• Zitierter Text

▼▼▼

Der Unabhängige Verwaltungssenat des Landes Oberösterreich hat durch sein Mitglied Mag. Christian Stierschneider über die Berufung der D T, geboren am , H,  M, gegen das Straferkenntnis des Bezirkshauptmannes von Braunau am Inn vom 7. November 2008, GZ.: SV96-129-2008, zu Recht erkannt:

 

 

I.       Der Berufung wird stattgegeben und das angefochtene    Straferkenntnis aufgehoben.

 

II.     Die Berufungswerberin hat weder einen Beitrag zu den Kosten des    Strafverfahrens vor der belangten Behörde noch einen Beitrag zu     den Kosten des Verfahrens vor dem Oö. Verwaltungssenat zu      leisten.

 

 

Rechtsgrundlagen:

Zu I.: §§ 24 und 51 Verwaltungsstrafgesetz 1991 – VStG iVm. § 66 Abs. 4 Allgemeines Verwaltungs­verfahrensgesetz 1991 – AVG.

Zu II.: § 66 VStG.

 

 

Entscheidungsgründe:

 

1. Mit Straferkenntnis des Bezirkshauptmannes von Braunau am Inn vom
7. November 2008, GZ.: SV96-129-2008, wurde über die Berufungswerberin (in der Folge: Bw) eine Geldstrafe in der Höhe von 365 Euro (Ersatzfreiheitsstrafe: 10 Stunden) verhängt, weil sie als Dienstgeberin den österreichischen Staatbürger D S, geboren am , vom 24. Jänner 2008, ab 08.00 Uhr bis zum 24. Jänner 2008, 08.45 Uhr als Reinigungsarbeiter im Spar-Markt M beschäftigt hatte, ohne diesen vor Arbeitsantritt beim zuständigen Krankenversicherungsträger anzumelden. 

 

Die Beschäftigung des Dienstnehmers sei am 24. Jänner 2008 um ca. 08.45 Uhr im Büroraum der Firma R, S T, B, M von Ermittlungs- und Erhebungsorganen des Finanzamtes Braunau – Ried – Schärding im Zuge einer arbeitsmarktrechtlichen Kontrolle festgestellt worden.

 

Als verletzte Rechtsgrundlagen werden § 33 Abs. 1, 35 Abs. 1 iVm. § 111 Abs. 1 Z. 1 ASVG i.d.g.F. genannt.

 

2. Gegen dieses der Bw am 13. November 2008 durch Hinterlegung zugestellte Straferkenntnis richtet sich die vorliegende, am 19. November 2008 per FAX – und damit rechtzeitig – eingebrachte Berufung.

 

Im als Einspruch bezeichneten Schriftsatz führte die Bw im Wesentlichen aus, dass es sich dabei um einen Fehler der Post handeln müsse. In dieser Sache habe sie nichts bekommen und daher auch nichts wissen und keine weiteren Schritte unternehmen können. Sie ersuche daher um einen neuen Ladungsbescheid.

▲▲▲

• Datenauszug

▼▼▼

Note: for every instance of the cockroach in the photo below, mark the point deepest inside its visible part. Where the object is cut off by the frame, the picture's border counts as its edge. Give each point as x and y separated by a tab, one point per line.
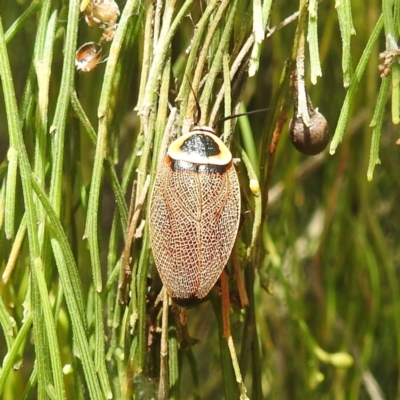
194	214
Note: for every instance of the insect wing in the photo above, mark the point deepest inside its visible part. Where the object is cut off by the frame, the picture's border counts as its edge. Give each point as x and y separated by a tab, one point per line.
193	224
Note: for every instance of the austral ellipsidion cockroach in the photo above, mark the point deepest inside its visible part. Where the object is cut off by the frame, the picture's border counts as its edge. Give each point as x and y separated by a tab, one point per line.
194	214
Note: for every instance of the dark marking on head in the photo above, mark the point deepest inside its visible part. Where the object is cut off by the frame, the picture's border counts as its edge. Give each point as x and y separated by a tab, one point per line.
178	165
202	145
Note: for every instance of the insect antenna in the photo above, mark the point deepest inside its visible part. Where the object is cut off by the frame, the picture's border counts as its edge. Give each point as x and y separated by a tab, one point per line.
239	115
195	98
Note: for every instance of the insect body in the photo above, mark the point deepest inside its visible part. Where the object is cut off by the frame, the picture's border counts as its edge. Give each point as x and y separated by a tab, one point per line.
194	214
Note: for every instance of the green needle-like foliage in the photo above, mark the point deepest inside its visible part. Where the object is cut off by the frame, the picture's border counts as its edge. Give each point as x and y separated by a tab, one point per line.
313	279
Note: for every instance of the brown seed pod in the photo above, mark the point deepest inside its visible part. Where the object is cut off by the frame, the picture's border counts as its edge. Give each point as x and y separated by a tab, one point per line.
313	137
104	13
88	57
310	140
194	214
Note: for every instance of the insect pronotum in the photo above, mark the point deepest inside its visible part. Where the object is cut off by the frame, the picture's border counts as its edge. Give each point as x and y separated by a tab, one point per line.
194	214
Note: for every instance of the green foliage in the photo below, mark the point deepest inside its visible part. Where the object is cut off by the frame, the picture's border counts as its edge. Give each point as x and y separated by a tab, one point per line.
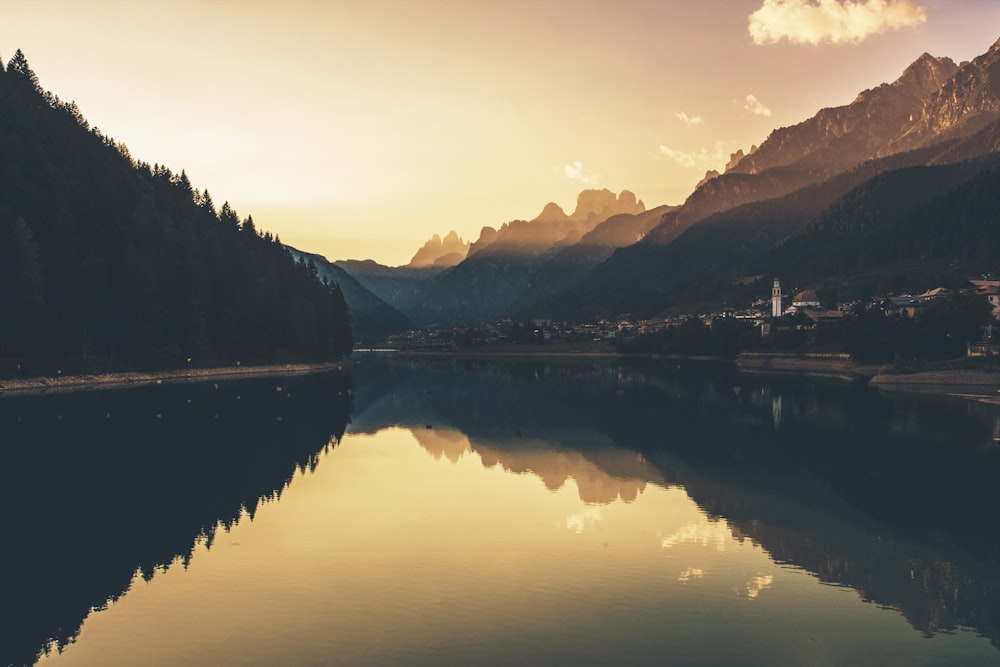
106	263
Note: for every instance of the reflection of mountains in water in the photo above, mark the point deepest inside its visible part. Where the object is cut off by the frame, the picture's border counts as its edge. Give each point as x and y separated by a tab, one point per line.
888	494
96	486
601	475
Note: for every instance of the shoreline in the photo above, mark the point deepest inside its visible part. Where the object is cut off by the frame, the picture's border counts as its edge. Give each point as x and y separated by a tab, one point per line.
71	383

▲▲▲

• Aufgaben zur Übung
**a)** Beantworte anhand der Berufungsentscheidung folgende Fragen:
(i) Wie hoch war die im Straferkenntnis verhängte Geldstrafe?
(ii) An welchem Tag wurde die Berufung per FAX eingebracht?
(iii) Von wem wurde die Beschäftigung des Dienstnehmers festgestellt?
**b)** Gib den Abschnitt der Berufungsentscheidung von „II.     Die Berufungswerberin“ bis „zu      leisten.“ wieder und setze dabei „Beschuldigte“ an die Stelle von „Berufungswerberin“.
**c)** Führe die Berufungsentscheidung im Anschluss an ihren letzten Satz weiter.

• Lösungen der Aufgaben
**a)**
(i) 365 Euro (Ersatzfreiheitsstrafe: 10 Stunden)
(ii) Am 19. November 2008
(iii) Von Ermittlungs- und Erhebungsorganen des Finanzamtes Braunau – Ried – Schärding

**b)**
II.     Die Beschuldigte hat weder einen Beitrag zu den Kosten des    Strafverfahrens vor der belangten Behörde noch einen Beitrag zu     den Kosten des Verfahrens vor dem Oö. Verwaltungssenat zu      leisten.

**c)**
 

3. Mit Schreiben vom 25. November 2008 übermittelte die belangte Behörde den Bezug habenden Verwaltungsstrafakt dem Oö. Verwaltungssenat. Dieser erhob Beweis durch Einsichtnahme in den Akt der belangten Behörde.

 

Dem Vorlageakt ist zu entnehmen, dass der Bürgermeister der Landeshauptstadt Linz mit Schreiben vom 16. Oktober 2008 das Verwaltungsstrafverfahren gemäß § 29a VStG an die belangte Behörde abgetreten hat, da der Wohnsitz der Bw im Bezirk Braunau am Inn liegt.

 

4. In der Sache selbst hat der Oö. Verwaltungssenat erwogen:

 

4.1. Gemäß § 111 des Allgemeinen Sozialversicherungsgesetzes - ASVG, BGBl. Nr. 189/1955, in der zum Tatzeitpunkt geltenden Fassung des Bundesgesetzes BGBl. I Nr. 2/2008, begeht eine Verwaltungsübertretung und ist von der Bezirksverwaltungsbehörde mit Geldstrafe von 730 bis 2180 Euro zu bestrafen, wer als Dienstgeber entgegen den Vorschriften dieses Bundesgesetzes Meldungen oder Anzeigen nicht oder falsch oder nicht rechtzeitig erstattet.

 

Nach § 33 Abs 1 ASVG haben Dienstgeber jede von ihnen beschäftigte, nach diesem Bundesgesetz in der Krankenversicherung pflichtversicherte Person (Vollversicherte und Teilversicherte) vor Arbeitsantritt beim zuständigen Krankenversicherungsträger anzumelden und binnen sieben Tagen nach dem Ende der Pflichtversicherung abzumelden.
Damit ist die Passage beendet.